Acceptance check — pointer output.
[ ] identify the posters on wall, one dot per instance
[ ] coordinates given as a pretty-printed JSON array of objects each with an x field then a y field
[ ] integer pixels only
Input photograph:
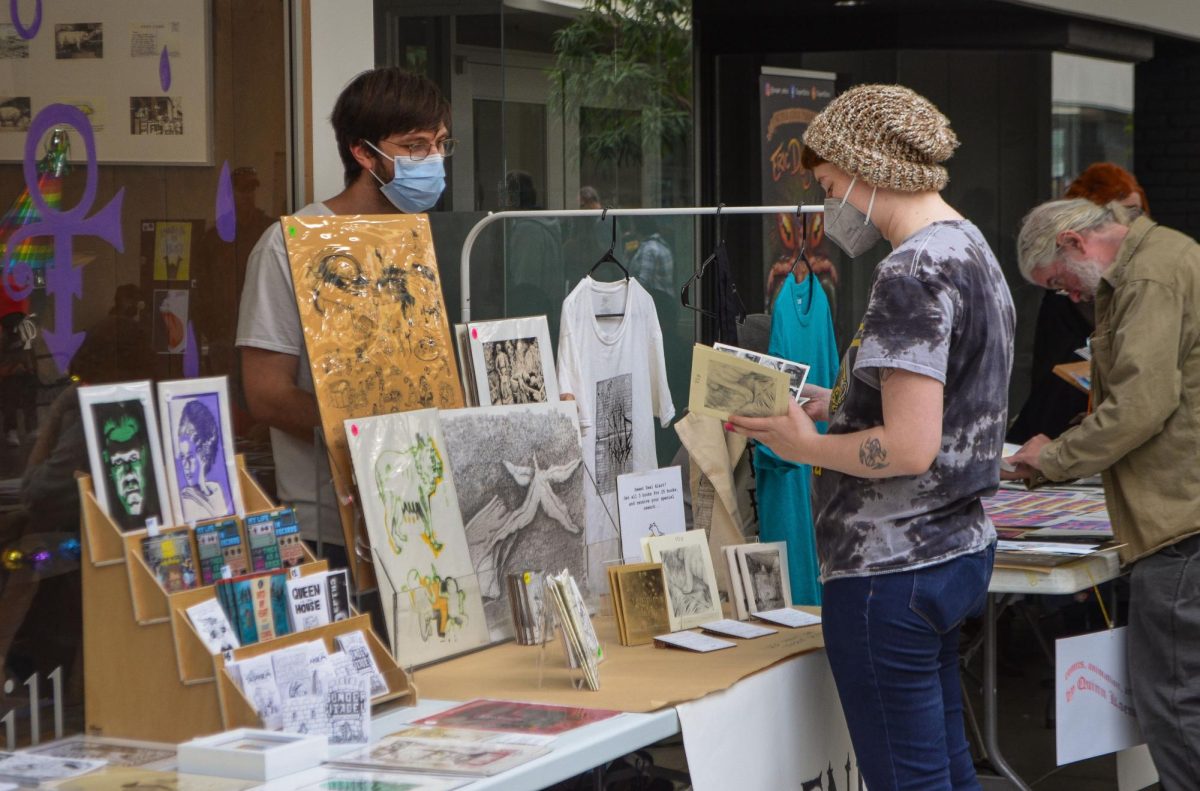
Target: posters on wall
[
  {"x": 169, "y": 321},
  {"x": 375, "y": 327},
  {"x": 139, "y": 71},
  {"x": 787, "y": 100}
]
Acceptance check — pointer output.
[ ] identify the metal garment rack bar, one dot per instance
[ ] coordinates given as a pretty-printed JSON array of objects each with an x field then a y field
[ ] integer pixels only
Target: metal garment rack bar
[{"x": 465, "y": 267}]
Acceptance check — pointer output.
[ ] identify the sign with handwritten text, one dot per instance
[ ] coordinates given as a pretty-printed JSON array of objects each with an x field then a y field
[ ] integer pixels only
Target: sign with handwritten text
[
  {"x": 1095, "y": 706},
  {"x": 648, "y": 503}
]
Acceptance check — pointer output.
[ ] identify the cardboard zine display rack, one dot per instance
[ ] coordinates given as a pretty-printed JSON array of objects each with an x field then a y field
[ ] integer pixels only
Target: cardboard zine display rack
[{"x": 147, "y": 672}]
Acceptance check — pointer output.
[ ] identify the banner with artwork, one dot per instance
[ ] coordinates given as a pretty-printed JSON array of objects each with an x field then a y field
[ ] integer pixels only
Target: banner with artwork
[{"x": 787, "y": 101}]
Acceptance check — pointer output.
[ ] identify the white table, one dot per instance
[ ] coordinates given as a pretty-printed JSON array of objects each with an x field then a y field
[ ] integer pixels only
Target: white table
[
  {"x": 1069, "y": 577},
  {"x": 571, "y": 753}
]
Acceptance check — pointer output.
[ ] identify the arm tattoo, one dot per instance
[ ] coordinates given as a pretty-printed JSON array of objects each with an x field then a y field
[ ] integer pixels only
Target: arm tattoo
[{"x": 873, "y": 454}]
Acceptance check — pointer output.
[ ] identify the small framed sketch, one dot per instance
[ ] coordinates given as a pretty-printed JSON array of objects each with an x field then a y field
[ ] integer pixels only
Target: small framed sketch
[
  {"x": 121, "y": 431},
  {"x": 724, "y": 384},
  {"x": 513, "y": 361},
  {"x": 113, "y": 751},
  {"x": 202, "y": 473},
  {"x": 252, "y": 754},
  {"x": 765, "y": 579},
  {"x": 691, "y": 582}
]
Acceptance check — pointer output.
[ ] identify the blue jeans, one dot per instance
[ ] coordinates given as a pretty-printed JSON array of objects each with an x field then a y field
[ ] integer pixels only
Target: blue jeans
[{"x": 893, "y": 645}]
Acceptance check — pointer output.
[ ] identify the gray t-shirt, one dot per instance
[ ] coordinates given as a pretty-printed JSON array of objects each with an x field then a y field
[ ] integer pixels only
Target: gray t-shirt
[
  {"x": 269, "y": 319},
  {"x": 940, "y": 307}
]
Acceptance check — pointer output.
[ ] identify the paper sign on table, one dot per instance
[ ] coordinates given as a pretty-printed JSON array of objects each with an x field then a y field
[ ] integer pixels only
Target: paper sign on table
[
  {"x": 731, "y": 628},
  {"x": 1093, "y": 701},
  {"x": 787, "y": 617},
  {"x": 693, "y": 641},
  {"x": 648, "y": 503}
]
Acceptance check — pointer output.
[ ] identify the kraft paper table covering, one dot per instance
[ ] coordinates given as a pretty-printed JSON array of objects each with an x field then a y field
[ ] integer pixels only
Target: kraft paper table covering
[{"x": 633, "y": 678}]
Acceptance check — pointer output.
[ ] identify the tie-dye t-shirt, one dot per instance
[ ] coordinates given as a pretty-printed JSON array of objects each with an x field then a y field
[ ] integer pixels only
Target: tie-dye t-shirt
[{"x": 940, "y": 307}]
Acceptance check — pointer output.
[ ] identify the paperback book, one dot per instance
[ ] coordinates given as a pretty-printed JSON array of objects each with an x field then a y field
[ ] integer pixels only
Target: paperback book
[
  {"x": 264, "y": 547},
  {"x": 287, "y": 537},
  {"x": 219, "y": 544},
  {"x": 169, "y": 557},
  {"x": 213, "y": 624}
]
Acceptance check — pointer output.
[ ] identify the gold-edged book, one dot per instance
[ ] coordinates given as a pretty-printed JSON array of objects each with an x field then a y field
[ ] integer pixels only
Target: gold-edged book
[
  {"x": 724, "y": 384},
  {"x": 641, "y": 595}
]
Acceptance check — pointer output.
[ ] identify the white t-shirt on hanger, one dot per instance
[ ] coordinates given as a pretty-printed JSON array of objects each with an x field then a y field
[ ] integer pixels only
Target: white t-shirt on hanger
[{"x": 617, "y": 372}]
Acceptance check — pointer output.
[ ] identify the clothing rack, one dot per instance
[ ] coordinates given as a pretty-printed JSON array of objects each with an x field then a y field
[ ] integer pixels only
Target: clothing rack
[{"x": 478, "y": 228}]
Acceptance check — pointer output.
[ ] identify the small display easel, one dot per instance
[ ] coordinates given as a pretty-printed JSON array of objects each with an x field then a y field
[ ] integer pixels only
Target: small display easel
[{"x": 147, "y": 672}]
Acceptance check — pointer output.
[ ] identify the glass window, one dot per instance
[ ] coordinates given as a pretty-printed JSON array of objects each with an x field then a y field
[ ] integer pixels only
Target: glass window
[{"x": 1092, "y": 115}]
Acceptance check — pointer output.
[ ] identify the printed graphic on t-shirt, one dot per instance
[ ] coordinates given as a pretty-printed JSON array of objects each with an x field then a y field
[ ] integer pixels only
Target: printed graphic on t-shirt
[{"x": 615, "y": 430}]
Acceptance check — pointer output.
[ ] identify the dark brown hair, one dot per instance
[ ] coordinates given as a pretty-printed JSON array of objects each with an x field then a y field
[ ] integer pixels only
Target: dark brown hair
[{"x": 381, "y": 102}]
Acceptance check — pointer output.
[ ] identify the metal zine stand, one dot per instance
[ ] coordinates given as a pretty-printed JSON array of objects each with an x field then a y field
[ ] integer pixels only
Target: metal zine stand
[{"x": 478, "y": 228}]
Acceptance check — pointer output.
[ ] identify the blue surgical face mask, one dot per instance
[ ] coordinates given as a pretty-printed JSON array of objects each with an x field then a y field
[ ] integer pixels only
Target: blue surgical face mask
[{"x": 417, "y": 184}]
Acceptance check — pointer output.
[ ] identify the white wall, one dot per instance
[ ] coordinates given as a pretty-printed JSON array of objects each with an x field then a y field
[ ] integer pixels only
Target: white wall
[{"x": 341, "y": 46}]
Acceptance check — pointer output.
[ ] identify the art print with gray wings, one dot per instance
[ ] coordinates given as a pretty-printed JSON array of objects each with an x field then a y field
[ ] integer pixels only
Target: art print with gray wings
[
  {"x": 375, "y": 327},
  {"x": 519, "y": 471},
  {"x": 430, "y": 592}
]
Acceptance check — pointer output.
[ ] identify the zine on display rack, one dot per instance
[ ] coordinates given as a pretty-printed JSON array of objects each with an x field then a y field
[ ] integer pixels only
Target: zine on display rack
[{"x": 133, "y": 629}]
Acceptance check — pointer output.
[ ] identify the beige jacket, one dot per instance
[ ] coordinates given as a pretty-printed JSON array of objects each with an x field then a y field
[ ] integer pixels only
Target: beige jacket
[{"x": 1144, "y": 432}]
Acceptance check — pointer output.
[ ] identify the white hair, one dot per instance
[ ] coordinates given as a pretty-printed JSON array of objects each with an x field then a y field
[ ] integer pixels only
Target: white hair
[{"x": 1038, "y": 241}]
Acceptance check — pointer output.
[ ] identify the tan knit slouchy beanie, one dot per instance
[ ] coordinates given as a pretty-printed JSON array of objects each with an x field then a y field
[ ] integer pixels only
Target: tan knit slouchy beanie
[{"x": 888, "y": 136}]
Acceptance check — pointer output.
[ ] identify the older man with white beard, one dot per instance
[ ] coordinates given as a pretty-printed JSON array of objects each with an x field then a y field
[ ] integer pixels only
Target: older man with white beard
[{"x": 1144, "y": 436}]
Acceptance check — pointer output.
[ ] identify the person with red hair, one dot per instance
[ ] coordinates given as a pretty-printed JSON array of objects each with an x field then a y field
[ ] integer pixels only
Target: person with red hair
[
  {"x": 1103, "y": 183},
  {"x": 1063, "y": 325}
]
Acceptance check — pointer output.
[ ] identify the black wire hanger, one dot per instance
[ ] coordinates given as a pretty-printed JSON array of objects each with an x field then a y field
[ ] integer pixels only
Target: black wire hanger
[
  {"x": 610, "y": 258},
  {"x": 802, "y": 255},
  {"x": 703, "y": 267}
]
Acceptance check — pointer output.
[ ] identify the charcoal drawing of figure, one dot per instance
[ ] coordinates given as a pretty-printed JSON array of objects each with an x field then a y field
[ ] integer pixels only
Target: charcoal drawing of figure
[
  {"x": 522, "y": 501},
  {"x": 766, "y": 580},
  {"x": 514, "y": 371},
  {"x": 736, "y": 391},
  {"x": 406, "y": 481},
  {"x": 687, "y": 588},
  {"x": 615, "y": 430}
]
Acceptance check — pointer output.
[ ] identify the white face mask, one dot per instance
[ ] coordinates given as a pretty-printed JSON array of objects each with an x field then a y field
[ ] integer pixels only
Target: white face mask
[{"x": 850, "y": 228}]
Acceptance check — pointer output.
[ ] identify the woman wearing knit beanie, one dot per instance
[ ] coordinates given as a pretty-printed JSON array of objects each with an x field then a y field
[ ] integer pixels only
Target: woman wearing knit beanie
[{"x": 916, "y": 427}]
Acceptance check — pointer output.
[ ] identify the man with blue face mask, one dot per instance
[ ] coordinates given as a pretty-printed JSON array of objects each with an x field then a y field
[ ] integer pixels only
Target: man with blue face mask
[{"x": 393, "y": 139}]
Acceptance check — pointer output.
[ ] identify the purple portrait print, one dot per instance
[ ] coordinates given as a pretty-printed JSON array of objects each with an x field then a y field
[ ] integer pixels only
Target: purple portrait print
[{"x": 199, "y": 456}]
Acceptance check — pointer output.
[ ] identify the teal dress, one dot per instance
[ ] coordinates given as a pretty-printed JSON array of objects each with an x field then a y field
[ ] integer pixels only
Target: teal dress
[{"x": 801, "y": 331}]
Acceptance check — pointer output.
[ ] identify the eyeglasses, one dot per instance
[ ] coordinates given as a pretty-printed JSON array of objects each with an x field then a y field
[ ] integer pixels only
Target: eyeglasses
[{"x": 421, "y": 149}]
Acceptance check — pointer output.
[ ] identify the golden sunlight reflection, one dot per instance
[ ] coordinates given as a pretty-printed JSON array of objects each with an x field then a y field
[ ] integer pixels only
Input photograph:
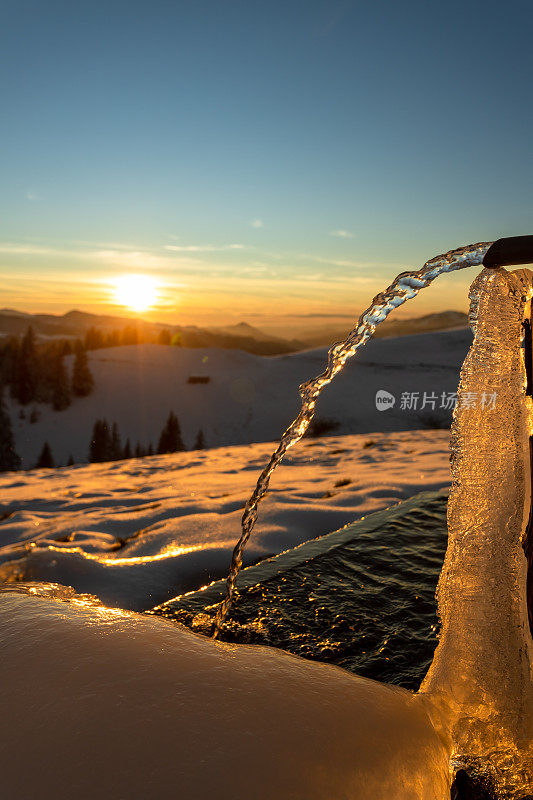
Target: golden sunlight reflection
[{"x": 138, "y": 292}]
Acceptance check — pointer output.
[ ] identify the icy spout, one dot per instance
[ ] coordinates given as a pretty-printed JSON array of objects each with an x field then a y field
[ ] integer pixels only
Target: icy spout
[{"x": 483, "y": 662}]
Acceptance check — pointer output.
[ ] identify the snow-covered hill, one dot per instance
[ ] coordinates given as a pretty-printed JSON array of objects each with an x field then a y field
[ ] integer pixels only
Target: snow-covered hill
[
  {"x": 248, "y": 398},
  {"x": 138, "y": 532}
]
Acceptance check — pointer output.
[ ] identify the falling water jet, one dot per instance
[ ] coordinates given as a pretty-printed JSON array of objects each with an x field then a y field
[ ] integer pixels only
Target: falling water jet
[{"x": 404, "y": 287}]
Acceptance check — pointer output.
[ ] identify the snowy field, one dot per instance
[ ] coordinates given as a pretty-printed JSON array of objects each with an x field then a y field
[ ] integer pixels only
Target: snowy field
[
  {"x": 138, "y": 532},
  {"x": 249, "y": 398}
]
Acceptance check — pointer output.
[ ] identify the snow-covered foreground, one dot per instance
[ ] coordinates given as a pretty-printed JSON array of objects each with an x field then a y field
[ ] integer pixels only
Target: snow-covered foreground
[
  {"x": 138, "y": 532},
  {"x": 249, "y": 398},
  {"x": 119, "y": 706}
]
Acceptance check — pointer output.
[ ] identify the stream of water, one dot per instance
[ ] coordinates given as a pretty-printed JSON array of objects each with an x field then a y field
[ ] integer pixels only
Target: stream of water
[{"x": 404, "y": 287}]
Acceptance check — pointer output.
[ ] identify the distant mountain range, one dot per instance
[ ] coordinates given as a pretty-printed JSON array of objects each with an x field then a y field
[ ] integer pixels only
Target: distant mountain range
[{"x": 241, "y": 336}]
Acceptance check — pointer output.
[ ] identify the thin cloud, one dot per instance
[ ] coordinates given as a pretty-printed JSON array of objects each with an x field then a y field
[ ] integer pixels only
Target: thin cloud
[
  {"x": 202, "y": 248},
  {"x": 342, "y": 234}
]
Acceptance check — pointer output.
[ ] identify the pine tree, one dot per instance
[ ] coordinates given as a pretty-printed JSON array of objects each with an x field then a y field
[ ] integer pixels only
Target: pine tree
[
  {"x": 82, "y": 379},
  {"x": 115, "y": 444},
  {"x": 45, "y": 460},
  {"x": 25, "y": 382},
  {"x": 100, "y": 448},
  {"x": 200, "y": 441},
  {"x": 60, "y": 385},
  {"x": 9, "y": 460},
  {"x": 170, "y": 440}
]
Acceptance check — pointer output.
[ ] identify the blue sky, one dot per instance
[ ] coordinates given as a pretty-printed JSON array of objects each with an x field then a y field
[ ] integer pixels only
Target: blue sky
[{"x": 258, "y": 159}]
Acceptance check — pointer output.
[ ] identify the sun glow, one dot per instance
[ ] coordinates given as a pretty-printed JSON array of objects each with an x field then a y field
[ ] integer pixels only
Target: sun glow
[{"x": 138, "y": 292}]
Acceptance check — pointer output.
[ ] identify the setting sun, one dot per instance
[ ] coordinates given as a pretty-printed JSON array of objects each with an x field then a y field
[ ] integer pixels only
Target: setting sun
[{"x": 138, "y": 292}]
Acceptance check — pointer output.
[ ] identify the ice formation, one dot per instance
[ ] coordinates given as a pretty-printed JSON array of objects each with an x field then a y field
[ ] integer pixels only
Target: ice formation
[{"x": 483, "y": 663}]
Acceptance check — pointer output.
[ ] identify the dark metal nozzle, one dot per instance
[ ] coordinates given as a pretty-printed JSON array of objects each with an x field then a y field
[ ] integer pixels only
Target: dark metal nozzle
[{"x": 513, "y": 250}]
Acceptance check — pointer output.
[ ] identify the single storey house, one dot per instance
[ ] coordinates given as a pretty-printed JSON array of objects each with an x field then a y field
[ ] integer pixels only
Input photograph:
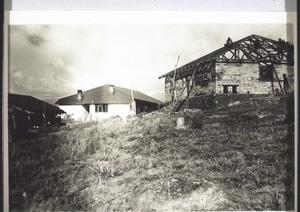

_Directions_
Please pick out and copy every line of the material above that contains the word "edged".

_Answer to this exercise_
[ ] identify the gold-edged book, one dot per instance
Target: gold-edged book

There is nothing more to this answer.